Stored entries
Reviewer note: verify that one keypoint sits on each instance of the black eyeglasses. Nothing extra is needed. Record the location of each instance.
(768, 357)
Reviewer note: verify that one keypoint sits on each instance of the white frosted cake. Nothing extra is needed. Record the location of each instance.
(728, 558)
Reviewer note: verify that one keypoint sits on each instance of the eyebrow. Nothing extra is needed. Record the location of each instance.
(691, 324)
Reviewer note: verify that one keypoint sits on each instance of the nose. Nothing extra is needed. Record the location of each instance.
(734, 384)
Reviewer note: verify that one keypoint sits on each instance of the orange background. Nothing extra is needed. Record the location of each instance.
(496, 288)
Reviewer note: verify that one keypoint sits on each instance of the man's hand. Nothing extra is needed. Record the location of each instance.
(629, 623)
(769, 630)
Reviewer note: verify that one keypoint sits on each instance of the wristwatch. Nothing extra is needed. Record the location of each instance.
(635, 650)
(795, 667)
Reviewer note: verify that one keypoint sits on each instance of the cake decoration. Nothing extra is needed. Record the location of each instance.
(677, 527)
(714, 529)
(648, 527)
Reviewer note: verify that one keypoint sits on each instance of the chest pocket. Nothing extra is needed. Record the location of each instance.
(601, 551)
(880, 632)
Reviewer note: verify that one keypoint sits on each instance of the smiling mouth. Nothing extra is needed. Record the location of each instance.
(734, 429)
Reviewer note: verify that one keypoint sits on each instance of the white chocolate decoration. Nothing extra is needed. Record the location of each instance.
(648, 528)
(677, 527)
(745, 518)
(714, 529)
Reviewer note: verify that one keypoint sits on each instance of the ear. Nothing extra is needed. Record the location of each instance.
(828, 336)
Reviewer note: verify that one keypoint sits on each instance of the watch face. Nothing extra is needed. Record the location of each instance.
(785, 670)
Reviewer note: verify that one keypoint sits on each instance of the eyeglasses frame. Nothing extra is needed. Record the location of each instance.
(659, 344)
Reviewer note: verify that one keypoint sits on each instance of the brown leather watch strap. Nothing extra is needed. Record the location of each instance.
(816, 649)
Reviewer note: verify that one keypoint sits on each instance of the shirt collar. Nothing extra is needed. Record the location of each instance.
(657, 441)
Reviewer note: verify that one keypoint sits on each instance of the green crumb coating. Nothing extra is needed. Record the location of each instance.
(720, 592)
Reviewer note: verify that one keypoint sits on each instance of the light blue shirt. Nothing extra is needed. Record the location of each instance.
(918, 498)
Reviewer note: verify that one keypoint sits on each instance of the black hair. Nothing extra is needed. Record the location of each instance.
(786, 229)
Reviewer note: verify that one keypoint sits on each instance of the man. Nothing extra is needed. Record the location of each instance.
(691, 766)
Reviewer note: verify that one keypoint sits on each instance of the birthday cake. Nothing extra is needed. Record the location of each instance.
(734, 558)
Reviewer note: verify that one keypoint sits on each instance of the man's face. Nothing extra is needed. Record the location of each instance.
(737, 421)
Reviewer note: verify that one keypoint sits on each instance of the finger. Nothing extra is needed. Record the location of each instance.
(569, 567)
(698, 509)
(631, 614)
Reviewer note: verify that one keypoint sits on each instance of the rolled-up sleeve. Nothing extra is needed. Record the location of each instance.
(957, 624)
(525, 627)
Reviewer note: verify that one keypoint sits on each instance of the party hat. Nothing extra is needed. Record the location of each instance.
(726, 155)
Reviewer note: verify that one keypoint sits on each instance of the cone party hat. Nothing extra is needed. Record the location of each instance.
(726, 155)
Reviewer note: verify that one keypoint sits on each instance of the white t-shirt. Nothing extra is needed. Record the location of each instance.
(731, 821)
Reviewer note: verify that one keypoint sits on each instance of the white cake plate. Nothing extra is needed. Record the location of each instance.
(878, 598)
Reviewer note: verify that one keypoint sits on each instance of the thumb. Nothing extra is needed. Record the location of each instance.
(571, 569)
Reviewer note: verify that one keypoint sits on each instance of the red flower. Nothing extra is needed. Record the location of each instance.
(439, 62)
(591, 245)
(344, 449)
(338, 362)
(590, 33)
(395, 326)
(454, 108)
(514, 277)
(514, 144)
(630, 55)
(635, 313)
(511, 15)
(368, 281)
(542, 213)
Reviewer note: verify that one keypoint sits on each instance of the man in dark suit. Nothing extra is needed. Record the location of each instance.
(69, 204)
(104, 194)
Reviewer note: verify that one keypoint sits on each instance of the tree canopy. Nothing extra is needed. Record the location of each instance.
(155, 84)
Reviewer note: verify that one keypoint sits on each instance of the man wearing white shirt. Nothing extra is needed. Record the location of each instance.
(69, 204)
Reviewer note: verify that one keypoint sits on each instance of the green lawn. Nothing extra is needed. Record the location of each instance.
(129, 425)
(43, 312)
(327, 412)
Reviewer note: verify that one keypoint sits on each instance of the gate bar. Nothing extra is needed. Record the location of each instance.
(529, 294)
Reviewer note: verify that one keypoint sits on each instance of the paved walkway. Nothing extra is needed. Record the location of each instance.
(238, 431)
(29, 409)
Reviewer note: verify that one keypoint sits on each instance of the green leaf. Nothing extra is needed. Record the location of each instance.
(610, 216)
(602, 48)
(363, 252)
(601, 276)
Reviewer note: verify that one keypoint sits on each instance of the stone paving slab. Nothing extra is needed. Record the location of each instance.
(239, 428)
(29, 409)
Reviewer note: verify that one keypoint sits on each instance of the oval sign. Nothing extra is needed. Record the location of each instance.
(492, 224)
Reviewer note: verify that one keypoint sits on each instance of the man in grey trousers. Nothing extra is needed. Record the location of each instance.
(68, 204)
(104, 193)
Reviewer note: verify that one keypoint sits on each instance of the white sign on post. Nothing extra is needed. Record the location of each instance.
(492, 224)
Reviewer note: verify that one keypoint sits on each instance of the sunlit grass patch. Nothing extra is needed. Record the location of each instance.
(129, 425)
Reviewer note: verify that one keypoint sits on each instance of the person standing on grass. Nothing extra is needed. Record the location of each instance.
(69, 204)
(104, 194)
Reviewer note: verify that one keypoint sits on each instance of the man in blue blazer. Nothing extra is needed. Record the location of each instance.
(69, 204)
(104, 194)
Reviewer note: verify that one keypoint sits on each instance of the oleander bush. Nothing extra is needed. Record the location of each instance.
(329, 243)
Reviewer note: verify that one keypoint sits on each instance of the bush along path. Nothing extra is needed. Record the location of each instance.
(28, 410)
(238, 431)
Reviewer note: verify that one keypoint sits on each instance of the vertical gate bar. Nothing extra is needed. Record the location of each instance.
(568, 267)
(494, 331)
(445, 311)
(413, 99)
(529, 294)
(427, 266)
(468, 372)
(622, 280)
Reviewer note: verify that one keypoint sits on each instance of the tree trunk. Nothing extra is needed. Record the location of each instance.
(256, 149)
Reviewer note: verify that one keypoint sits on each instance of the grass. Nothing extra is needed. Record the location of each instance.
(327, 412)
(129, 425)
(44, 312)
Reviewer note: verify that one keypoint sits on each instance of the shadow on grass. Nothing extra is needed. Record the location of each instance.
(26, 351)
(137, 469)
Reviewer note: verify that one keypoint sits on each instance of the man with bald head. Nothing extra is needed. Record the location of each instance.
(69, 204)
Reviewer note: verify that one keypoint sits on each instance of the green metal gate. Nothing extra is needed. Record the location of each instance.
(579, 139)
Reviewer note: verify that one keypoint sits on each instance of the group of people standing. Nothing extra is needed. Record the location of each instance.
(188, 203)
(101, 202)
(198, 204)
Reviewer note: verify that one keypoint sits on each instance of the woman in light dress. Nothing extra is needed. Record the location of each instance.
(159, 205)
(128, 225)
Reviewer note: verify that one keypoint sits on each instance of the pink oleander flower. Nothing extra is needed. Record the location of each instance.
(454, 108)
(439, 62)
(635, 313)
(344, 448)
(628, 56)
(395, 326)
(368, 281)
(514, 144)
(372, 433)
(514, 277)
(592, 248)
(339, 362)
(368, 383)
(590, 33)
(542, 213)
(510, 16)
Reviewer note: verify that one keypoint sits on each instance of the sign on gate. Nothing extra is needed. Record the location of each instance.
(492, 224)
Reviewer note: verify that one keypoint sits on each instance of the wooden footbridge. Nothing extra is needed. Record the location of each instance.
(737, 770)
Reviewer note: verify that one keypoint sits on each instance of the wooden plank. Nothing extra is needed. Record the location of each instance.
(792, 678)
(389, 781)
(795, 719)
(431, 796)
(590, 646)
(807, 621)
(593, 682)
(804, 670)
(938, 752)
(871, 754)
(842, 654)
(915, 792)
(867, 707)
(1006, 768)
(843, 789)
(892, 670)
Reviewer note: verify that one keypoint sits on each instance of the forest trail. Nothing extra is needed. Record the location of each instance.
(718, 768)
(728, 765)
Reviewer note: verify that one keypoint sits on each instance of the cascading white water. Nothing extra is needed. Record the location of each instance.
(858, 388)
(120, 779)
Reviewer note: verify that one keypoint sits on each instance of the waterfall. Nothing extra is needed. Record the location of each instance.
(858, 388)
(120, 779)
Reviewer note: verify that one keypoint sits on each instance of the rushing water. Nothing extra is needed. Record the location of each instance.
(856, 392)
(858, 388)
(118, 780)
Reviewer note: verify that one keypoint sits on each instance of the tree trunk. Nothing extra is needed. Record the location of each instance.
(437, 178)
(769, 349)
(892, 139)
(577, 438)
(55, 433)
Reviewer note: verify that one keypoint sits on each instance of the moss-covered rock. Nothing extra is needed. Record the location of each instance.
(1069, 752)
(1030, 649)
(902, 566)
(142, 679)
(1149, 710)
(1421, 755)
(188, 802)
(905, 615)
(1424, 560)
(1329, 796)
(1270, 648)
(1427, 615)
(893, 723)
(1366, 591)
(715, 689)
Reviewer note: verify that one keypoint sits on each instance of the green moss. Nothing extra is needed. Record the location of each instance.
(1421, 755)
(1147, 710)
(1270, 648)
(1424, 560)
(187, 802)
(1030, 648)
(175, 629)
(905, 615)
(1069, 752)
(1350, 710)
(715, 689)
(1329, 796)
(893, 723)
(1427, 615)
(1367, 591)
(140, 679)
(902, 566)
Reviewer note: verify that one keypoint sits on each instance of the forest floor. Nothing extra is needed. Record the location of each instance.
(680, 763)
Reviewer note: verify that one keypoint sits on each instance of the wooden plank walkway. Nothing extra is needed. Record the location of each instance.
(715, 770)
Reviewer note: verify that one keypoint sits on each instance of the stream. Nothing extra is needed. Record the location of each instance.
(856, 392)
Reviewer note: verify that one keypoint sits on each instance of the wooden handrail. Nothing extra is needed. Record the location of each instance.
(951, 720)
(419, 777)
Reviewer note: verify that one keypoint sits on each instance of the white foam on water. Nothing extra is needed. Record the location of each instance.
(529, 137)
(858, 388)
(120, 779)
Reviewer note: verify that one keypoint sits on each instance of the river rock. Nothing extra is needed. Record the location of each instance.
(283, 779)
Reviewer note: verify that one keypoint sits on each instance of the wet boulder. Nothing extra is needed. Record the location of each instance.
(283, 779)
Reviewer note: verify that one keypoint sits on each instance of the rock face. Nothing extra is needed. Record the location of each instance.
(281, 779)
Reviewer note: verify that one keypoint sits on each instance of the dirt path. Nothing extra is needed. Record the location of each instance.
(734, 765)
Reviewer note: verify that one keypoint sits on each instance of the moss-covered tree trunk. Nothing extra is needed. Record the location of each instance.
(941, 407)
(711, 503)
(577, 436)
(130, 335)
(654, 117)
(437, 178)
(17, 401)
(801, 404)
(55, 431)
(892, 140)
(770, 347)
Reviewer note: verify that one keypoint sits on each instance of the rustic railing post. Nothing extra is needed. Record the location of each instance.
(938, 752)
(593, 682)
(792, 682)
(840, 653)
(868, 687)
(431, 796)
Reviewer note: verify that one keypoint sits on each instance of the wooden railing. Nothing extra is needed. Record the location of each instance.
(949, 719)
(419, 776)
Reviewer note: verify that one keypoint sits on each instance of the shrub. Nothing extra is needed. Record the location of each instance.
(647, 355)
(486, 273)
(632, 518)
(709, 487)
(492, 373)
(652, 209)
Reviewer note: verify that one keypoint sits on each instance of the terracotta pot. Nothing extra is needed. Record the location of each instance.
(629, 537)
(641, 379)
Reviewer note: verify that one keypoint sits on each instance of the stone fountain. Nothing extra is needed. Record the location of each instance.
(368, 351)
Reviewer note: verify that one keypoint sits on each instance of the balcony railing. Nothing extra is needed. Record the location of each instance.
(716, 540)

Instructions to follow:
Give again only the lines starting at the one that contains "the white foam" and running to the end of the data.

Expected answer:
Reviewer note: verify that one keypoint sits on each instance of the white foam on water. Nothing extra is needed. Record the location of each instance.
(529, 137)
(858, 388)
(120, 779)
Reviewer note: verify that one keypoint sits on each instance of the river rock. Nothing extra is needed. Record the location of each instance.
(283, 779)
Reviewer note: verify that one keypoint sits on each instance of the wet boulder. Nothing extra is needed. Record the location of each instance.
(283, 779)
Reviewer note: verify that one keypoint sits on each instance of the rock face. Nothing extra is needed. Record the location of each instance.
(281, 779)
Reviewer note: verify that one keypoint sits on each instance of the dirt path. Nothing extra is needed. Record the location of each instance.
(734, 765)
Reviewer note: verify that one keypoint sits on each instance of the moss-covered tree trunk. Nothing extra is needed. Record the location of each instance.
(941, 407)
(711, 503)
(577, 436)
(130, 335)
(654, 117)
(437, 178)
(17, 401)
(801, 404)
(55, 431)
(892, 140)
(770, 347)
Reviewer note: verify that one keypoint sits on each instance of the rustic railing post. Nothing extra is needed. Record the location of each instance.
(938, 752)
(593, 682)
(792, 682)
(840, 653)
(868, 687)
(431, 796)
Reviewer note: verify that one keypoint sits on each instance of the wooden railing. Nothing extra is needed. Record the location of each instance.
(949, 719)
(419, 776)
Reviewer note: verify that one keypoint sits on each instance of the shrub. Nothing extra is needed. Record the location of each instance.
(647, 355)
(486, 273)
(632, 518)
(709, 487)
(492, 373)
(652, 209)
Reviewer note: verify that one keypoint sits on each instance of the terracotta pot. Nothing extra is needed. Record the location of each instance.
(629, 537)
(641, 379)
Reviewer note: verify that one keypoint sits on each instance of the stone fountain. Nothing extra is needed. Record the location of each instance.
(368, 351)
Reviewer note: verify that one keypoint sits on each instance of the balcony railing. Nothing extra is needed. Record the location of each instance.
(716, 540)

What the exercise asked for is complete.